---------- SUPPLIED DATA

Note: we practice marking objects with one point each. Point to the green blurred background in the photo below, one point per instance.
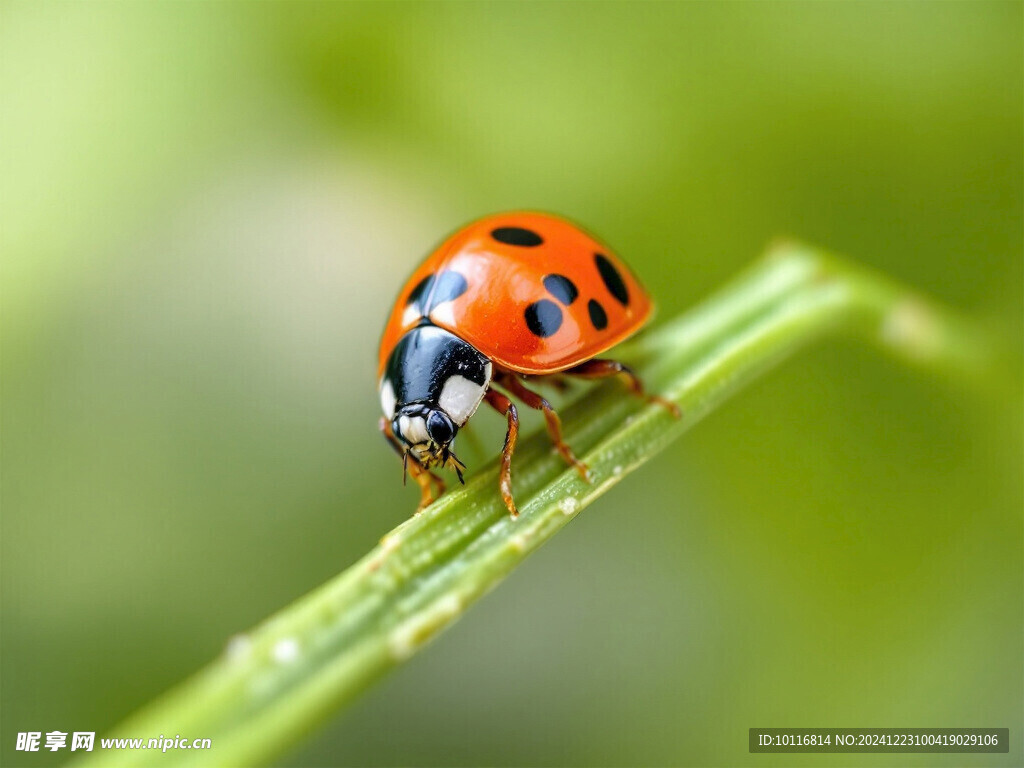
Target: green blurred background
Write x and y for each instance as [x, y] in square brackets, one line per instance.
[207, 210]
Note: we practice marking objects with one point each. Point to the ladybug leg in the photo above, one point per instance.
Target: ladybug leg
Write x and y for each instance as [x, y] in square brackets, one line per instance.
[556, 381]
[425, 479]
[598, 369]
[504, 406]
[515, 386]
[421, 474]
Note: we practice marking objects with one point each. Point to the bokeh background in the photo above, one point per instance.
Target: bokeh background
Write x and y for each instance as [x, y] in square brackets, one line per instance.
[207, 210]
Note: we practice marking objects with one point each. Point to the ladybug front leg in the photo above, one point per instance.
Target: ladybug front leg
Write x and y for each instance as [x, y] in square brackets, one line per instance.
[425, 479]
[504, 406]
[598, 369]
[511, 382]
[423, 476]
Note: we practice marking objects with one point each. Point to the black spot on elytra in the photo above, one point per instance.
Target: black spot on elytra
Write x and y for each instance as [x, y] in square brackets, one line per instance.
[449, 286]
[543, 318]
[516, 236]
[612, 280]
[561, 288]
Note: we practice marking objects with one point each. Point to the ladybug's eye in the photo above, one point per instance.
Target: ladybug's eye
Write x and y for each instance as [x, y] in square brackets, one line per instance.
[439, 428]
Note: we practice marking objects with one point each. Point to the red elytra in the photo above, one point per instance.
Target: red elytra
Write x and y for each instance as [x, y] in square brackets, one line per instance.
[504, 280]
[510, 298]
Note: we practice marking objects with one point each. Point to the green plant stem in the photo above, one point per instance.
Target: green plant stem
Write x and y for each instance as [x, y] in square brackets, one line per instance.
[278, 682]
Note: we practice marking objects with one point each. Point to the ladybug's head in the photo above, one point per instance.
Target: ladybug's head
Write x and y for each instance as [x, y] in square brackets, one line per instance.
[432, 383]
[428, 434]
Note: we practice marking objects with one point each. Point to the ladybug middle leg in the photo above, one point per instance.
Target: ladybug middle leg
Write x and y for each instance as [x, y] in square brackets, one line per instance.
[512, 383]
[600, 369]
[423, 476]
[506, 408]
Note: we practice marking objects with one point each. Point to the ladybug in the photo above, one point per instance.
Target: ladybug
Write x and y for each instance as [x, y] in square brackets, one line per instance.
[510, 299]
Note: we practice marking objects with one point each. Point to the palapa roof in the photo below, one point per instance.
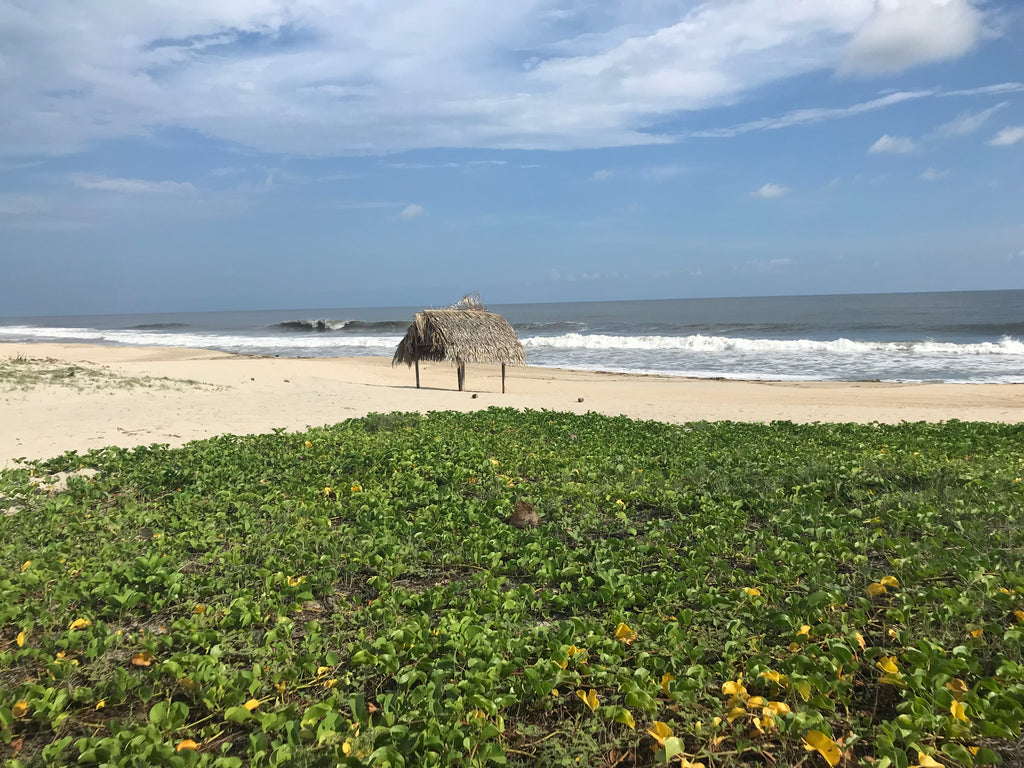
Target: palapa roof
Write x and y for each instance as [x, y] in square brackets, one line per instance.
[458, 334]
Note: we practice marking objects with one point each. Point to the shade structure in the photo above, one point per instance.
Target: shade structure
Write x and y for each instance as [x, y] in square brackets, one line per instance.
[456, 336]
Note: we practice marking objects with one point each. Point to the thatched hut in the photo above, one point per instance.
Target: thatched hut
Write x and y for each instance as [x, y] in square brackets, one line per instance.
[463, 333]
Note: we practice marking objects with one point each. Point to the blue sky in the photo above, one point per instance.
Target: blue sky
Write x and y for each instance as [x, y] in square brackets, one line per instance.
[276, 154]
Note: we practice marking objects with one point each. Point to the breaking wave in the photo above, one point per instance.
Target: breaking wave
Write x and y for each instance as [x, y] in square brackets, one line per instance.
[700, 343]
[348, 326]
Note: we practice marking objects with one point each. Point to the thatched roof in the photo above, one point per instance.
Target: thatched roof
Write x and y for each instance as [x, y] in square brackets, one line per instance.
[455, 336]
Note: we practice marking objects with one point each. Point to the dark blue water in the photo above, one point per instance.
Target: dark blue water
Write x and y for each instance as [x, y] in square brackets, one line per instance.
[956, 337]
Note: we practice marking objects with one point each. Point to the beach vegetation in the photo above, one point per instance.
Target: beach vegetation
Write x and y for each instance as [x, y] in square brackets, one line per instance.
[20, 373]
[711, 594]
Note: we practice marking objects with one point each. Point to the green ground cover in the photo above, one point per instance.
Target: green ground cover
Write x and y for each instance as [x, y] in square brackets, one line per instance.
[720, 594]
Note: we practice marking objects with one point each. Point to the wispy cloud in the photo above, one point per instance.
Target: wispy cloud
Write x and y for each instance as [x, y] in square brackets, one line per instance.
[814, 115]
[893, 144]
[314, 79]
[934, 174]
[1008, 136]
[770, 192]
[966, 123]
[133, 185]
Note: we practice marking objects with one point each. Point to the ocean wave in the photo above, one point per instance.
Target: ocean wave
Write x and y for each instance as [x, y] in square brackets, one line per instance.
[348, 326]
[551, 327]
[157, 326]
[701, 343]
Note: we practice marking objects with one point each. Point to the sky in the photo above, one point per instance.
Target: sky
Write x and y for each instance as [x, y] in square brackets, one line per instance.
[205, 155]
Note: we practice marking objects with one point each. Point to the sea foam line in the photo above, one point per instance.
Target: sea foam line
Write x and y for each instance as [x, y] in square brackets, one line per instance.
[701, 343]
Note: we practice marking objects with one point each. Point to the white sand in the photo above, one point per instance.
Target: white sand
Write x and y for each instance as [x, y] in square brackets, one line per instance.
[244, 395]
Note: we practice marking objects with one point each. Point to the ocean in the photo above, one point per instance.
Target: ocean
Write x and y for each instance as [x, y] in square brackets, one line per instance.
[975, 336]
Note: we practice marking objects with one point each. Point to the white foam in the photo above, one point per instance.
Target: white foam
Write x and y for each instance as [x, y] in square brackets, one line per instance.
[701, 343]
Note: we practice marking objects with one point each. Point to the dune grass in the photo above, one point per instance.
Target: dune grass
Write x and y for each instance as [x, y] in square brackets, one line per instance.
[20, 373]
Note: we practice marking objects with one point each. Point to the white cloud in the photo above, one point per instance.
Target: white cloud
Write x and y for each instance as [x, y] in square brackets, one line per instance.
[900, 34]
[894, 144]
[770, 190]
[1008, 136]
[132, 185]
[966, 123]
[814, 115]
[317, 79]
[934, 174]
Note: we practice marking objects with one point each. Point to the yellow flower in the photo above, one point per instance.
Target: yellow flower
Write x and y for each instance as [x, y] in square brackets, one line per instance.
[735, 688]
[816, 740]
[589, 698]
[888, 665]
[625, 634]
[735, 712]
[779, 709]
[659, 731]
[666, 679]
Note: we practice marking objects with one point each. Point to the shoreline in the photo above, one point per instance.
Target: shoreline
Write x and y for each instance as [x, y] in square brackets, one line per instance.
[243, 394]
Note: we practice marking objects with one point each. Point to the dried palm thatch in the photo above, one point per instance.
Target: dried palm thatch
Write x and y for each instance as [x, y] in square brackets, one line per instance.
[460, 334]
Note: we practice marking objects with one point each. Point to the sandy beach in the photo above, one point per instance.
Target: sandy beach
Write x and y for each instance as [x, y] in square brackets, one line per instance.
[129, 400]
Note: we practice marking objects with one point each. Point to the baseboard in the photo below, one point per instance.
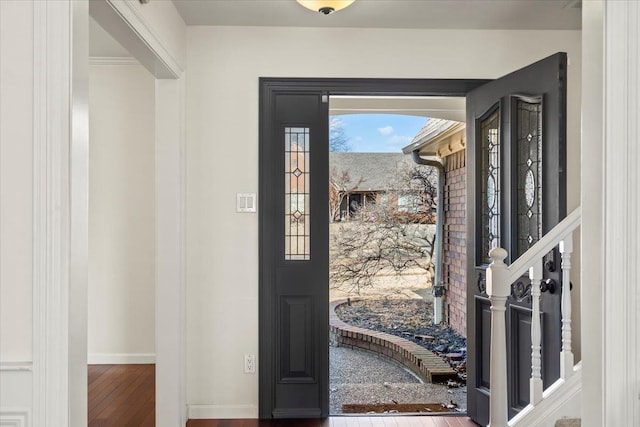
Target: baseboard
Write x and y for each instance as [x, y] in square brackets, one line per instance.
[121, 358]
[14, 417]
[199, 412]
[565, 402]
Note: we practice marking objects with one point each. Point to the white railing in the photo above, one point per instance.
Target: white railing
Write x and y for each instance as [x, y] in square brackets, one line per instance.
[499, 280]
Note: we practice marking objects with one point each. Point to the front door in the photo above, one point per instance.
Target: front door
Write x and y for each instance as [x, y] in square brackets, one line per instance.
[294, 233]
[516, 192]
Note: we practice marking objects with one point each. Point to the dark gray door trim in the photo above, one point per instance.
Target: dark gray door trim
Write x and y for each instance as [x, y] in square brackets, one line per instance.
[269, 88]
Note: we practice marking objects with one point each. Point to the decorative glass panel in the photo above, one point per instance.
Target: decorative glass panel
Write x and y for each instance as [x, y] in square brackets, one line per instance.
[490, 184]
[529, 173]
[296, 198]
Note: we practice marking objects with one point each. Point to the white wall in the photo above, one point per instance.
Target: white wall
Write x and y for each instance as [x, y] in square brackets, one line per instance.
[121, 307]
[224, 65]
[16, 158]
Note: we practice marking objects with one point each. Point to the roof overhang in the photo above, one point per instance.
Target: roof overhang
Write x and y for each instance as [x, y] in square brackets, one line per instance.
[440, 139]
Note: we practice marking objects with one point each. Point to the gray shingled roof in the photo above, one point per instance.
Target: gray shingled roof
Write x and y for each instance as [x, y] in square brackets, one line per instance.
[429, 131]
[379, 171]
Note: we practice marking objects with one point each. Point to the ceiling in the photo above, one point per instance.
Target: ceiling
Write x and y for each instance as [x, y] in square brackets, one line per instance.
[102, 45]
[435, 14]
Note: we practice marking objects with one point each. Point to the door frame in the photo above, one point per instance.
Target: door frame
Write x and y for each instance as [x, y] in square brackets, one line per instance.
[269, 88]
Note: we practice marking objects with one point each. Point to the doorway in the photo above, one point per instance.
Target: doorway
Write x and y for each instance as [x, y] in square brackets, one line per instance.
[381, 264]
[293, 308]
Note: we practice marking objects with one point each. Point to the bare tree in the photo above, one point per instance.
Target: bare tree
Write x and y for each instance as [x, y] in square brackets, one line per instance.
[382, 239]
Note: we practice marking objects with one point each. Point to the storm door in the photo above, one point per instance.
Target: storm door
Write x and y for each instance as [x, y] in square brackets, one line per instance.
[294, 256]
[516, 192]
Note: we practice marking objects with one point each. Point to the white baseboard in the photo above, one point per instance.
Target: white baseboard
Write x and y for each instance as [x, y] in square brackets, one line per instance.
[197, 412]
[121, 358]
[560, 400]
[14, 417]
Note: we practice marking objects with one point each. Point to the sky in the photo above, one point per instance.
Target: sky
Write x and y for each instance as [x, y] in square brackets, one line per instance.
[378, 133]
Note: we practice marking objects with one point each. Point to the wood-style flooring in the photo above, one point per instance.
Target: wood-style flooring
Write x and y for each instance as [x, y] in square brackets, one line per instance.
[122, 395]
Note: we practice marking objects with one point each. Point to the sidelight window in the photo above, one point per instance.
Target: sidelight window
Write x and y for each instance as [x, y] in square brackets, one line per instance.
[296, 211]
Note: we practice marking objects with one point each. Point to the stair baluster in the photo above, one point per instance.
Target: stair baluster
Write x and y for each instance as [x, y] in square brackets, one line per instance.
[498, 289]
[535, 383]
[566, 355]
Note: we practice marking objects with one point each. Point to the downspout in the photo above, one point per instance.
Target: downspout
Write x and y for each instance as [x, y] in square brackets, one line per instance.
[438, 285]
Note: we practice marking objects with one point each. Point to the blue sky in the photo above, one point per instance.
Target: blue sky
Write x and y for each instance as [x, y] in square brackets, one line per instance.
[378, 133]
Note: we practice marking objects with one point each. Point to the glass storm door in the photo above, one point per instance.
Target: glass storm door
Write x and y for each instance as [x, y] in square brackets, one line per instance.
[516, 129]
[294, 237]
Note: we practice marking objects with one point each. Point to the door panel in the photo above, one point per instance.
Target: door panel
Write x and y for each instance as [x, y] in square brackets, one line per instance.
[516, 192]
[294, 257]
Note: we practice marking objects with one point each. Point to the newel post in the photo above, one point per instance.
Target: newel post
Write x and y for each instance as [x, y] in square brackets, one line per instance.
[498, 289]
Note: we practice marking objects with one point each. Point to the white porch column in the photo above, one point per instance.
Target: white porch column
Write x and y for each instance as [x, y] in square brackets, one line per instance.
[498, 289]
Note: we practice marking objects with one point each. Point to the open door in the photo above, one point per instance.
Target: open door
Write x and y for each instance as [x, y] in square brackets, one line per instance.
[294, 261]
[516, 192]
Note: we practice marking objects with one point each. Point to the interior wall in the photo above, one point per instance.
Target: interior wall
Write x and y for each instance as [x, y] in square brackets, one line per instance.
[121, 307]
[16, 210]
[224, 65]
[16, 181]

--------------------

- TASK GOAL: Write out only the final block of lines, starting at the line with "the door panel" and running to the end of the material.

- TASK ANSWER:
Note: we practice marking objects with one point each. Point to the door panel in the photo above, one point per instance.
Target: door panel
Write x and y for each instance as [x, y] in square brackets, one line per instance.
[516, 192]
[294, 257]
Note: we practice marking objects with one point each. Point to the newel post in the photo above, one point per instance.
Target: newel post
Write x and y for each instance as [x, y] in square brackets, one line per instance.
[498, 289]
Note: we practice marking objects with one point each. Point to the white porch column in the photo above, one point per instance.
Target: white porch column
Write x and y for each instance as [x, y] in square brackets, one line per instance.
[498, 289]
Note: we practice marking objects with one point each. Point to the open door in the photo above, one point per instance.
Target: open door
Write x and y for each instance as [x, y] in square brackets, one line per instance.
[294, 261]
[516, 192]
Note: we practice marking objects with one point each. Point to the interior wall in the photo above, one point per instance.
Target: interior wall
Write x and y for each instance as [x, y] in square brackets, one line per instance.
[121, 307]
[16, 210]
[224, 65]
[16, 181]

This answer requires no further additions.